_Your task_
Render the lines of the rows below, from the line with "Every instance of the ribbed" through the line with "<point>165,152</point>", as a JSON list of strings with one string per line and blank lines left out.

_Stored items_
------
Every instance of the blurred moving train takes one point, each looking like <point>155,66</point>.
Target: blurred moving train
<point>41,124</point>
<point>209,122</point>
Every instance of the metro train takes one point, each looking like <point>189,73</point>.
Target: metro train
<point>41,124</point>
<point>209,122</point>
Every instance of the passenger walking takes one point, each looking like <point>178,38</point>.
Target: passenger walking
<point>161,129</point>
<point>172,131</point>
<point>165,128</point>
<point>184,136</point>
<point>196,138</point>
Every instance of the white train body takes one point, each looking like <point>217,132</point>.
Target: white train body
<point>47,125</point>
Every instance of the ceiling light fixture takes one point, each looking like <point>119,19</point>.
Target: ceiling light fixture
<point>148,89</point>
------
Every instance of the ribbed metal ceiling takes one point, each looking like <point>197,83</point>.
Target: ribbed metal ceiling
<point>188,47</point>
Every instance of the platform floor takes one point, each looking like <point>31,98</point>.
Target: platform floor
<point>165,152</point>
------
_Complete response_
[
  "Every instance of the ribbed metal ceiling takes one point, each looking like <point>197,83</point>.",
  "Target: ribbed metal ceiling",
  "<point>188,47</point>",
  "Every instance of the platform floor takes one point, each looking like <point>31,98</point>.",
  "Target: platform floor",
  "<point>165,152</point>"
]